### Given passage
** BEGIN **

= Instructions per second =

Measure of a computer's processing speed

Computer processing efficiency, measured as the power needed per million instructions per second (watts per MIPS)

Instructions per second (IPS) is a measure of a computer's processor speed. For complex instruction set computers (CISCs), different instructions take different amounts of time, so the value measured depends on the instruction mix; even for comparing processors in the same family the IPS measurement can be problematic. Many reported IPS values have represented "peak" execution rates on artificial instruction sequences with few branches and no cache contention, whereas realistic workloads typically lead to significantly lower IPS values. Memory hierarchy also greatly affects processor performance, an issue barely considered in IPS calculations. Because of these problems, synthetic benchmarks such as Dhrystone are now generally used to estimate computer performance in commonly used applications, and raw IPS has fallen into disuse.

The term is commonly used in association with a metric prefix (k, M, G, T, P, or E) to form kilo instructions per second (kIPS), mega instructions per second (MIPS), giga instructions per second (GIPS) and so on. Formerly TIPS was used occasionally for "thousand IPS".

==Computing==
IPS can be calculated using this equation:

$\text{IPS} = \text{sockets} \times \frac{\text{cores}}{\text{chip}} \times \text{clock} \times \frac{\text{Is}}{\text{cycle}}$

However, the instructions/cycle measurement depends on the instruction sequence, the data and external factors.

== Scaling units ==

For the most early 8-bit and 16-bit microprocessors, performance was measured in thousand instructions per second, or kilo instructions per second (kIPS).

The term "mega instructions per second" became useful in the late 1970s. The IBM System/370 model 158–3 and the VAX-11/780 were considered roughly equivalent at 1 MIPS.

== Types of instruction ==
The speed of a given CPU depends on many factors, such as the type of instructions being executed, the execution order and the presence of branch instructions (problematic in CPU pipelines). CPU instruction rates are different from clock frequencies, usually reported in Hz, as each instruction may require several clock cycles to complete or the processor may be capable of executing multiple independent instructions simultaneously. MIPS can be useful when comparing performance between processors made with similar architecture (e.g. PIC microcontrollers), but they are difficult to compare between differing CPU architectures, especially between RISC and CISC architectures. This led to the term "Meaningless Indicator of Processor Speed," or less commonly, "Meaningless Indices of Performance," being popular amongst technical people by the mid-1980s.

===The Gibson Mix (1959)===
Before standard benchmarks were available, average speed rating of computers was based on calculations for a mix of instructions with the results given in kilo instructions per second (kIPS). Among the first attempts at defining a specific collections of instructions to time was the Gibson Mix, produced by Jack Clark Gibson of IBM for scientific applications in 1959.

** END **

Please pick up the article on instructions per second right after its last sentence and carry it on in the same encyclopedic style.

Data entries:
** BEGIN **

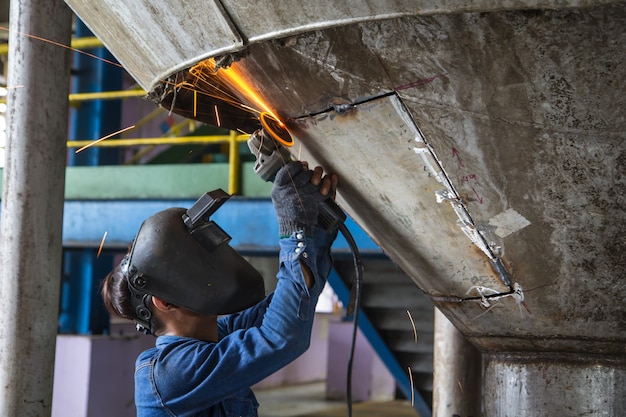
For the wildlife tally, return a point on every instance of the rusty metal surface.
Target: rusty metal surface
(154, 40)
(523, 111)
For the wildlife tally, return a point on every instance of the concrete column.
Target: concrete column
(547, 384)
(457, 382)
(32, 204)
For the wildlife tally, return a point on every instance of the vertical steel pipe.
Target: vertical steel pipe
(32, 204)
(457, 381)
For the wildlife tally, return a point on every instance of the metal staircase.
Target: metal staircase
(394, 313)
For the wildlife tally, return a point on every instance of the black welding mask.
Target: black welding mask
(184, 258)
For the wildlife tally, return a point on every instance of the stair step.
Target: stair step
(398, 319)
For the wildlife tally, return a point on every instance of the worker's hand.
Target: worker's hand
(296, 195)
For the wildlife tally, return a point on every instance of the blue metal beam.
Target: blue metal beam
(250, 221)
(378, 344)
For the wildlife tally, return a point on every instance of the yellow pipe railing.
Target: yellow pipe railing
(106, 95)
(233, 140)
(88, 42)
(101, 95)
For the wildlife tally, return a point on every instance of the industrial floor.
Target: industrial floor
(308, 400)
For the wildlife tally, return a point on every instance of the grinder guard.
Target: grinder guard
(183, 266)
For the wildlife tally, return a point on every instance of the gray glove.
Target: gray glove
(295, 199)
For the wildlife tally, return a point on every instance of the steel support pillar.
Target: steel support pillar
(457, 382)
(32, 204)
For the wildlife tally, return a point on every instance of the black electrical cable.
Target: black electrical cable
(354, 305)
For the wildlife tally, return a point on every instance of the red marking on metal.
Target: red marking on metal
(455, 153)
(480, 199)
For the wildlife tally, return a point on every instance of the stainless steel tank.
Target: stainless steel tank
(481, 144)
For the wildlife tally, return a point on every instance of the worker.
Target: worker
(204, 362)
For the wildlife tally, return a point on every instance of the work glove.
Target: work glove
(295, 199)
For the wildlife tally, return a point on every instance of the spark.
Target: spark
(101, 244)
(412, 388)
(195, 102)
(103, 138)
(39, 38)
(412, 325)
(217, 117)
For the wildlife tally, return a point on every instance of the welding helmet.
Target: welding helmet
(184, 258)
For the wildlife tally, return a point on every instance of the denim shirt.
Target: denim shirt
(183, 376)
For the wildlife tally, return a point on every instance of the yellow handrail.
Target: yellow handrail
(232, 139)
(88, 42)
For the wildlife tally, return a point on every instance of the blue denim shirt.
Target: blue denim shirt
(188, 377)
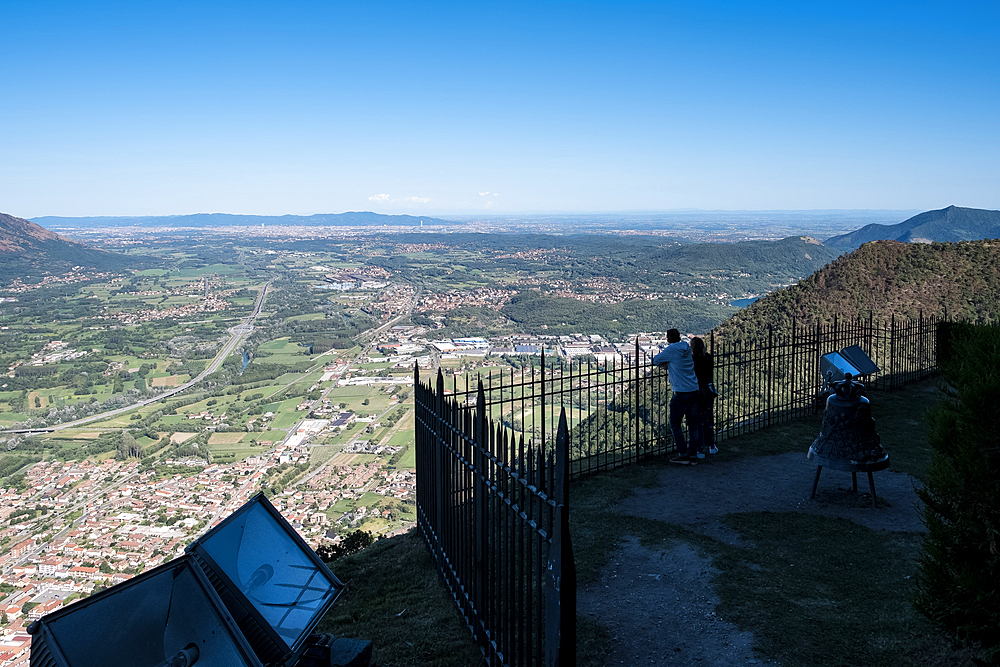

** END **

### In response
Gibson divided computer instructions into 12 classes, based on the IBM 704 architecture, adding a 13th class to account for indexing time. Weights were primarily based on analysis of seven scientific programs run on the 704, with a small contribution from some IBM 650 programs. The overall score was then the weighted sum of the average execution speed for instructions in each class.

| The Gibson Mix | % |
|---|---|
| 1. Loads and Store | 31.2 |
| 2. Fixed Point Add and Subtract | 6.1 |
| 3. Compares | 3.8 |
| 4. Branches | 16.6 |
| 5. Floating Add and Subtract | 6.9 |
| 6. Floating Multiply | 3.8 |
| 7. Floating Divide | 1.5 |
| 8. Fixed Point Multiply | 0.6 |
| 9. Fixed Point Divide | 0.2 |
| 10. Shifting | 4.4 |
| 11. Logical, And, Or, etc. | 1.6 |
| 12. Instructions Not Using Registers | 5.3 |
| 13. Indexing | 18 |
| Total | 100 |

The Gibson Mix is a product of its era, when computer speeds were still measured in kIPS.
Other ratings, such as the ADP mix which does not include floating point operations, were produced for commercial applications.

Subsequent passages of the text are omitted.